## Task prompt
In the records below, take the span from the line containing "yellow balloon? Indicate one point per instance." through the end of the records and recast it as a JSON list of strings, one string per line, omitting blank lines.

## Information given

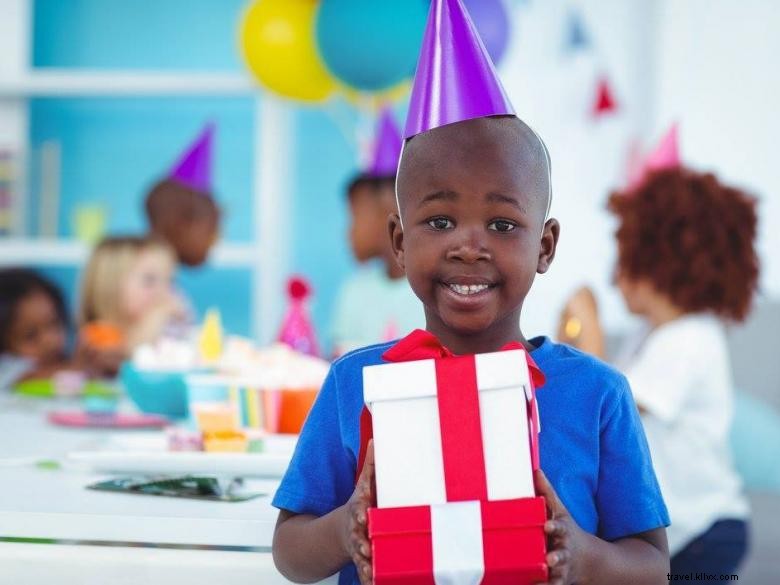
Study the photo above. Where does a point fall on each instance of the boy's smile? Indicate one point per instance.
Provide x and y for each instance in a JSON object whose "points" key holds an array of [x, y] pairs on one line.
{"points": [[473, 199]]}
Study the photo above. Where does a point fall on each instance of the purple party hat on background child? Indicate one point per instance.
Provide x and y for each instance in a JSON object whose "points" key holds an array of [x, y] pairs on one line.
{"points": [[455, 78], [193, 169], [387, 146]]}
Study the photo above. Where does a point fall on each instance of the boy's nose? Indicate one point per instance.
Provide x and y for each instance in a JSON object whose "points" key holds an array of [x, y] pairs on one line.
{"points": [[470, 248]]}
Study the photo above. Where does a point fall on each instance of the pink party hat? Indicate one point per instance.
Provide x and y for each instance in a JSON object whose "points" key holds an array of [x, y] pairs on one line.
{"points": [[193, 169], [666, 155], [387, 148], [297, 330], [455, 78]]}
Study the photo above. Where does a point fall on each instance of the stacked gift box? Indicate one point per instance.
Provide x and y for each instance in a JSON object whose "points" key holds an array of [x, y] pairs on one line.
{"points": [[455, 443]]}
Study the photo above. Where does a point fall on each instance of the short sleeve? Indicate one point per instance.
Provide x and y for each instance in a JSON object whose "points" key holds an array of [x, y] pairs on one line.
{"points": [[321, 473], [660, 375], [628, 497]]}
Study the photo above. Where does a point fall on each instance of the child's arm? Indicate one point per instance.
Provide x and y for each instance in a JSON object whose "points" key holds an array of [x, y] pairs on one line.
{"points": [[574, 556], [310, 548]]}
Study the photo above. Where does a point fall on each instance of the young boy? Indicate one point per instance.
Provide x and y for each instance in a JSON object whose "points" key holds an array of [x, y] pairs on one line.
{"points": [[375, 304], [181, 208], [471, 233]]}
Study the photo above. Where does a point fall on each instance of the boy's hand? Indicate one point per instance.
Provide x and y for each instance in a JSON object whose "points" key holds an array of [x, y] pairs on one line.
{"points": [[564, 537], [356, 541]]}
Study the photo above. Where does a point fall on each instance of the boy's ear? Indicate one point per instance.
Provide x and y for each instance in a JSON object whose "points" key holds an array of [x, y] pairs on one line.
{"points": [[550, 234], [396, 238]]}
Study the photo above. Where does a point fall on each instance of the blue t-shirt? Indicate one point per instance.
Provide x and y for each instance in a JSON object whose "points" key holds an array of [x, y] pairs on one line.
{"points": [[592, 446]]}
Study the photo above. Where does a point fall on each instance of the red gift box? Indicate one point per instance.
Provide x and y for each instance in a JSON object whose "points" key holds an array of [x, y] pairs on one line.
{"points": [[512, 534], [469, 539]]}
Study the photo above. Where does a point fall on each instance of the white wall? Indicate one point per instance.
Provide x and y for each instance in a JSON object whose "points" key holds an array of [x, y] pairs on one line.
{"points": [[709, 63], [554, 91], [719, 63]]}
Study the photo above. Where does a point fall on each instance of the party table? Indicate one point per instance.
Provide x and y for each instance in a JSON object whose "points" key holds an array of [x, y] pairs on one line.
{"points": [[88, 537]]}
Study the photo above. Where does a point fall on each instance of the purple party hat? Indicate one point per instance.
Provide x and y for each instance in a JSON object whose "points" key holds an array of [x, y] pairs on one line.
{"points": [[193, 169], [455, 78], [387, 148]]}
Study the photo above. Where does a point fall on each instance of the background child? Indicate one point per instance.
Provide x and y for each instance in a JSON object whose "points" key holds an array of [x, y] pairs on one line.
{"points": [[33, 327], [376, 304], [181, 209], [471, 233], [686, 263], [128, 284]]}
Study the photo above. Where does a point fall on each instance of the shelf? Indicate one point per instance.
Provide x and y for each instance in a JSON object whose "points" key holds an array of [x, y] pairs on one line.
{"points": [[80, 82], [53, 252]]}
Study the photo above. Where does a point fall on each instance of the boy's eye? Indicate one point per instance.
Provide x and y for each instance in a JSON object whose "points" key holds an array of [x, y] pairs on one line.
{"points": [[441, 223], [501, 225]]}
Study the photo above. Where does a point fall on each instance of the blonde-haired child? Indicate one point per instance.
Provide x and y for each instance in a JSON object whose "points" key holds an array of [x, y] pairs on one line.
{"points": [[127, 295]]}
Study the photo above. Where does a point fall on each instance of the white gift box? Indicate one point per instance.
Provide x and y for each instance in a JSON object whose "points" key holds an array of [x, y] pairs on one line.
{"points": [[402, 398]]}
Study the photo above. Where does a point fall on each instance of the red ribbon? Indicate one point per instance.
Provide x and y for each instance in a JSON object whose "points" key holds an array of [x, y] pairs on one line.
{"points": [[460, 431]]}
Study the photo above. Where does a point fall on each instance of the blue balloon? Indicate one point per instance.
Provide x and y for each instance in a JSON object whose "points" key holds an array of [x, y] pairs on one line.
{"points": [[371, 45], [492, 22]]}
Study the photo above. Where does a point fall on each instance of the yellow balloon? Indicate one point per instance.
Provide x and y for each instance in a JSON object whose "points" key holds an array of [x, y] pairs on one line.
{"points": [[277, 41]]}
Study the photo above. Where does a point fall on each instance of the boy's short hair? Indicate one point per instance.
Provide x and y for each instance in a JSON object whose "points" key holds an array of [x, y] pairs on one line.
{"points": [[374, 183], [169, 199], [15, 285], [692, 238]]}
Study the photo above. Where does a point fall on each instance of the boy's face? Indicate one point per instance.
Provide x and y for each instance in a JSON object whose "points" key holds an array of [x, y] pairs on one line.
{"points": [[189, 222], [473, 199]]}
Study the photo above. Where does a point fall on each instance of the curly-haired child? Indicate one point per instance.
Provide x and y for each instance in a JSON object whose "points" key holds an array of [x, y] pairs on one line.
{"points": [[687, 265]]}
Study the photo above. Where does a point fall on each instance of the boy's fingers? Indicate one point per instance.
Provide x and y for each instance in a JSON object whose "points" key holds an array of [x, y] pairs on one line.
{"points": [[555, 529], [544, 488]]}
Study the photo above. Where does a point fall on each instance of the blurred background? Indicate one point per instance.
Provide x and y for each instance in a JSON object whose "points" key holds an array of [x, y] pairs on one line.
{"points": [[98, 97]]}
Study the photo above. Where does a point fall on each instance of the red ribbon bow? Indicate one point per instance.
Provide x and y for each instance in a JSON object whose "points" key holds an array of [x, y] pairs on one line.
{"points": [[422, 345]]}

## Answer to the task
[
  "Study the photo above. Where does a point fall on each instance of the yellow balloon? Indicate one point per instance.",
  "Provide x and y for each instance in a JSON object whose \"points\" key holds an array of [x, y] pairs on one line.",
  "{\"points\": [[277, 41]]}",
  "Study the photo above. Where does a point fall on each instance of the boy's short hair? Indicate one point per instance.",
  "Provide x and y for each instance in a JSON object whose \"points\" key holds an array of [x, y] pairs on one line.",
  "{\"points\": [[374, 183], [169, 199], [15, 285], [692, 238]]}",
  "Study the photo above. Where does a point fall on each instance of the boy's face? Indicate one point per instance.",
  "Provide x and y for each instance in a JSON object whose \"points\" key holds an array of [x, y] pairs on one line.",
  "{\"points\": [[189, 222], [473, 199]]}",
  "Study the photo above. Where does a point fall on each instance of the curly-haired child? Indicate one point per instance.",
  "Provide x and y for each instance in a JSON object whose \"points\" key holds an array of [x, y] pairs on one line.",
  "{\"points\": [[687, 265]]}",
  "Study the photo above. Where does a point fall on each instance of the boy's fingers? Indicate one point per instance.",
  "Provide x and y for each instance in a JSON object whose \"points\" key holds an array of [x, y] pairs on one line.",
  "{\"points\": [[555, 529], [544, 488]]}",
  "Study the photo above. Where does a point fall on each instance of the blurred background? Indicate one point per instance.",
  "Provide x and y for each instance in a JSON object whose \"points\" key holds an array of [x, y] pairs on one line.",
  "{\"points\": [[98, 97]]}",
  "Study the photo above. Where does a point fall on each instance of the red ribbon bow? Indicate one point per instance.",
  "Provide x and y for each instance in a JSON object whose \"points\" key holds an array of [x, y] pairs on one line.",
  "{\"points\": [[422, 345]]}"
]